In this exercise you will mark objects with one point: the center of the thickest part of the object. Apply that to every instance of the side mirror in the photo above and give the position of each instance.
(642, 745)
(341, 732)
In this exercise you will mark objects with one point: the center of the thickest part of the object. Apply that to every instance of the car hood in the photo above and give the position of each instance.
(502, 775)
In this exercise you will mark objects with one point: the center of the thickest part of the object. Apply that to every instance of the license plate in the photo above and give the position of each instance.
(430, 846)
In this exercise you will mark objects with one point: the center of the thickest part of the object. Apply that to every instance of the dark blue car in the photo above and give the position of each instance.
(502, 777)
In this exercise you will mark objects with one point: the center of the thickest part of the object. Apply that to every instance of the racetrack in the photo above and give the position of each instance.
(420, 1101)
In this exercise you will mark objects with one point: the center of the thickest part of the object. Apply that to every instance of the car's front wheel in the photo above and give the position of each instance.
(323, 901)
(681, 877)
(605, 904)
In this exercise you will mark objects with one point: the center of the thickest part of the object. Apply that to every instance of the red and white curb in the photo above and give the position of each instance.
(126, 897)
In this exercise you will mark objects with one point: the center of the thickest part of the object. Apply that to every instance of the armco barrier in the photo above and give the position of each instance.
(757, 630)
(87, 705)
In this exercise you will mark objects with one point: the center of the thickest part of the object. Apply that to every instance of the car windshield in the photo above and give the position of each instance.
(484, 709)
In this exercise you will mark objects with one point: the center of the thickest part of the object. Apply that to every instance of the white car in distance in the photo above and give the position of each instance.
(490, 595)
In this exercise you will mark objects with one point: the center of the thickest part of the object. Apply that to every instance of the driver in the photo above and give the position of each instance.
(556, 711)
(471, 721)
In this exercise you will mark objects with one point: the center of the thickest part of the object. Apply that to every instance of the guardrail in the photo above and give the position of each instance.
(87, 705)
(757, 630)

▬▬▬

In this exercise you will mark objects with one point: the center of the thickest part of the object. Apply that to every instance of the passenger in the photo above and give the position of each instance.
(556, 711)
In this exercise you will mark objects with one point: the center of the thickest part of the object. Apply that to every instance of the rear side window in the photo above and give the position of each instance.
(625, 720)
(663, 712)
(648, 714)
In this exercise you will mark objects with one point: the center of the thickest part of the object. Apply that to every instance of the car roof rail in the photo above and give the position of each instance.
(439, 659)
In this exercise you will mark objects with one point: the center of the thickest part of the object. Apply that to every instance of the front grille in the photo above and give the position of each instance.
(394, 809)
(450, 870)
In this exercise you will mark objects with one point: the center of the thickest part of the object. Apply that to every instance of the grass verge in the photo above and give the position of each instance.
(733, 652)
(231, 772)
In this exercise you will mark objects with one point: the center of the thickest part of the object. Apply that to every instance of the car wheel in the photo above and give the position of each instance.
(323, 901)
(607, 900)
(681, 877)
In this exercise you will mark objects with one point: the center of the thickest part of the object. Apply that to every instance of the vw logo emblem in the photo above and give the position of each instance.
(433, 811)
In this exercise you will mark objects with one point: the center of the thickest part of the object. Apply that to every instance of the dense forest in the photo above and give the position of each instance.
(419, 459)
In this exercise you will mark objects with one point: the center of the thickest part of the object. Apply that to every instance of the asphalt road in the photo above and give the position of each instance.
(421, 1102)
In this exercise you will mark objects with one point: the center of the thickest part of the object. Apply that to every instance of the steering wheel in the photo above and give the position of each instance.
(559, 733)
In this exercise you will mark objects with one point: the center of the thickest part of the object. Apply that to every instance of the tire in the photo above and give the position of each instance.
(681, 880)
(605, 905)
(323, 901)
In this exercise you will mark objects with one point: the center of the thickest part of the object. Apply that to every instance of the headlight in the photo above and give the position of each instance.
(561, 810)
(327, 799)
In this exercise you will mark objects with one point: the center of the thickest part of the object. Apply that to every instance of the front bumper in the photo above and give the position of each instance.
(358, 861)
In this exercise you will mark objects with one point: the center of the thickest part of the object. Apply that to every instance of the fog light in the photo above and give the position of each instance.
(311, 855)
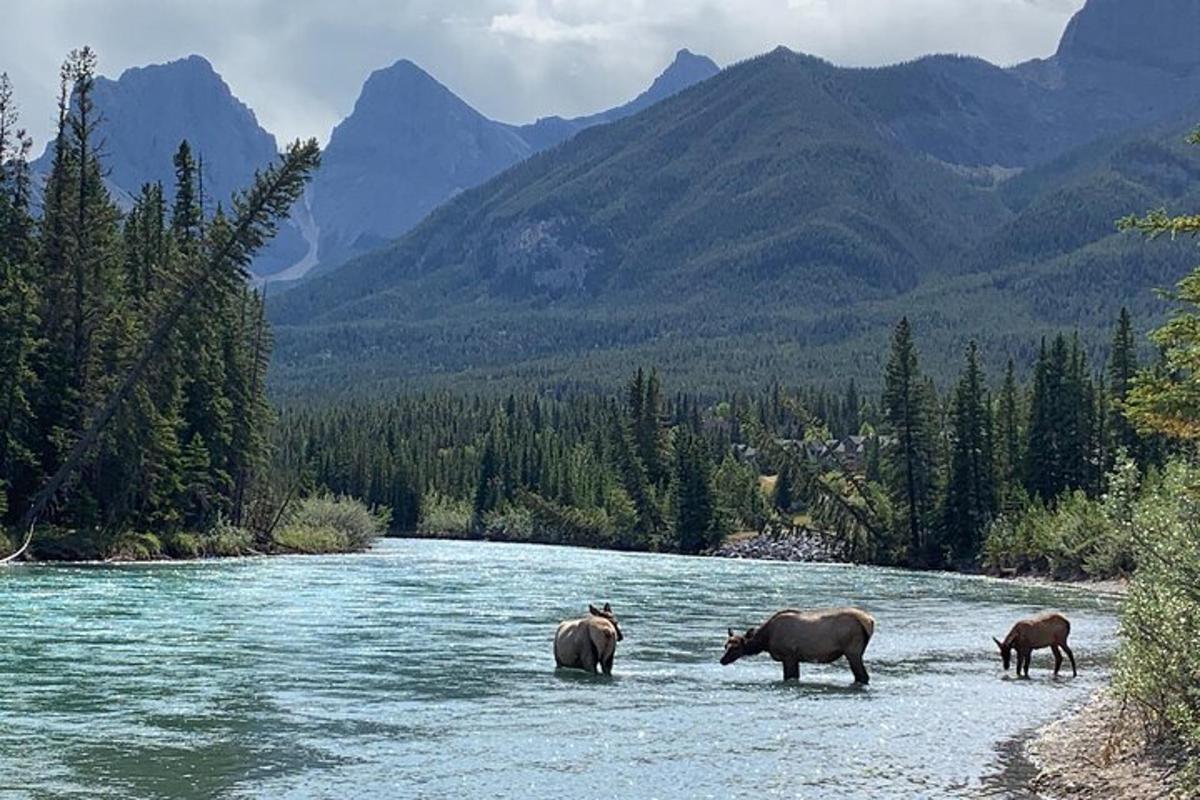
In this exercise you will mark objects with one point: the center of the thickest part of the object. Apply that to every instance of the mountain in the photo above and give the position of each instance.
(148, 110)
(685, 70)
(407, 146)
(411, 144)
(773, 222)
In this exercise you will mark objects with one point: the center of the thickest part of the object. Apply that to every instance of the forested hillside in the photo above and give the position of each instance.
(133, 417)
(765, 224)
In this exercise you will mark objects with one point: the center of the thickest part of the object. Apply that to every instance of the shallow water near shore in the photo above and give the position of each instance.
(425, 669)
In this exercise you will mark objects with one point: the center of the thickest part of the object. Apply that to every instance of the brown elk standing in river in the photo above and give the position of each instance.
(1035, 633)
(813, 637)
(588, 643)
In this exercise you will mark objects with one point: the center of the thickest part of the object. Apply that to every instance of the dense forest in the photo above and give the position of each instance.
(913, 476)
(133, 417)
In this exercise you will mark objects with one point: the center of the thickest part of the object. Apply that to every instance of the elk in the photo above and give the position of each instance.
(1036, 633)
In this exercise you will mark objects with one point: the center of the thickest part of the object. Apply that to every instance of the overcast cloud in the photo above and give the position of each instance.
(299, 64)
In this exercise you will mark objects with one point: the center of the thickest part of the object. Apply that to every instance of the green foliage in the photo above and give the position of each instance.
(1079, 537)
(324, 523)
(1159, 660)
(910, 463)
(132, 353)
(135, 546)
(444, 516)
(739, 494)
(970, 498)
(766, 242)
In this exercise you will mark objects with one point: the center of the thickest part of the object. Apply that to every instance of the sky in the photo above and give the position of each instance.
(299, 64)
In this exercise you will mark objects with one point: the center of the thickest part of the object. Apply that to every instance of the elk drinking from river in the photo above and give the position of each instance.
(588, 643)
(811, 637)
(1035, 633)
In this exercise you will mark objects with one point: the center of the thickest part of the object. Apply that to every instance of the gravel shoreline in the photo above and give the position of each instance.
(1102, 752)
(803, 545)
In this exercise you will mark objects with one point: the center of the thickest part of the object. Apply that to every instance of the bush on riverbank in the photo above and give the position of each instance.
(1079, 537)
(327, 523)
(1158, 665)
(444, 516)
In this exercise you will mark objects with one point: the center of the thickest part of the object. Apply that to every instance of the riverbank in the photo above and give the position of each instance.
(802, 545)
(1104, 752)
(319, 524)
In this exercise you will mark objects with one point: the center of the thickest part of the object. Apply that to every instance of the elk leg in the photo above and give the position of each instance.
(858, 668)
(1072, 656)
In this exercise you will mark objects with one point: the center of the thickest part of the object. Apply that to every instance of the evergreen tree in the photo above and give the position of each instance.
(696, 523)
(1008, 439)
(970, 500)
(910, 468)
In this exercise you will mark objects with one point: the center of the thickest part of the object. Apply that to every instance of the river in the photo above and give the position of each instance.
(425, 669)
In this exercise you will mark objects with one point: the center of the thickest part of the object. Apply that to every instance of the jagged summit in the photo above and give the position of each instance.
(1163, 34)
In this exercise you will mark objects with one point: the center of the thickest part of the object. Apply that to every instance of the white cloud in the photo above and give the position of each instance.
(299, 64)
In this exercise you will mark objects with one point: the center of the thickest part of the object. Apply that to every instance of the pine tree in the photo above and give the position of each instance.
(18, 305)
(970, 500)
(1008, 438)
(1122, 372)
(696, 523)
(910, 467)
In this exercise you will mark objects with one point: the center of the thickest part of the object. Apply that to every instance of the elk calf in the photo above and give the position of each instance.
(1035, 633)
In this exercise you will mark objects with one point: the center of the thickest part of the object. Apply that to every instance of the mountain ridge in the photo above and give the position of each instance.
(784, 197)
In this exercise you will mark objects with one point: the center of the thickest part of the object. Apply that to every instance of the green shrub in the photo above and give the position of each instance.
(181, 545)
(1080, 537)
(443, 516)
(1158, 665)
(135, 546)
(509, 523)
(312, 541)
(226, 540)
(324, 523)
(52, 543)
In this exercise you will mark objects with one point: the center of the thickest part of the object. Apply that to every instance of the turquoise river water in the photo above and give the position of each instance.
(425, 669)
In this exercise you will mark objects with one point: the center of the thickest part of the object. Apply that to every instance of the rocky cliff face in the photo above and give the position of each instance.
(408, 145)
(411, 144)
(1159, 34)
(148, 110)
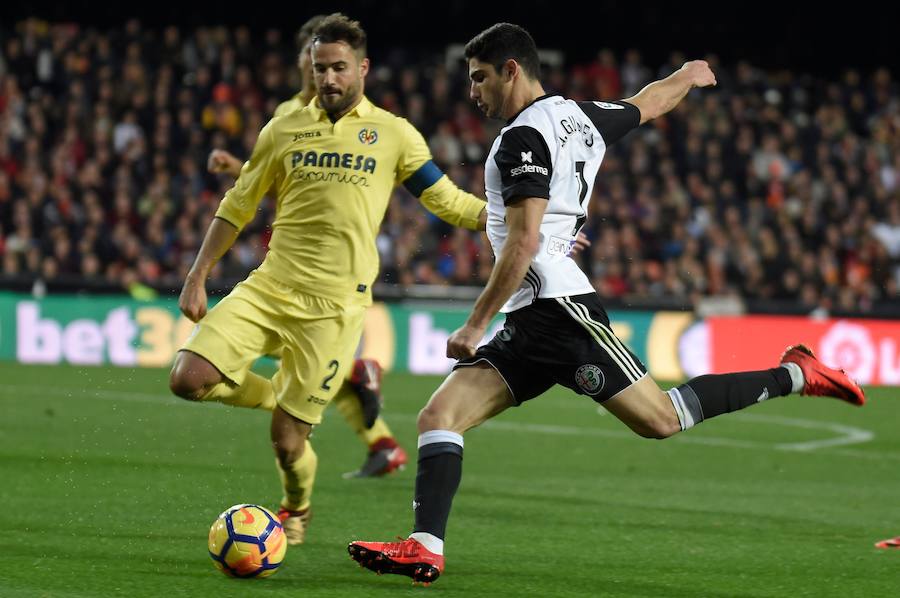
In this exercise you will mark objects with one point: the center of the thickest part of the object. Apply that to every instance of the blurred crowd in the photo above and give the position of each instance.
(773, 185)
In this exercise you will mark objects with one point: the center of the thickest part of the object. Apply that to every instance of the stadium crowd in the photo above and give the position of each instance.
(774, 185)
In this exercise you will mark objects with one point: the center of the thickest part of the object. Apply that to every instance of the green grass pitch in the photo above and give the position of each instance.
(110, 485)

▬▬▬

Count the lines of the records above that contain the word "distance", and reply with that number alone.

RESULT:
1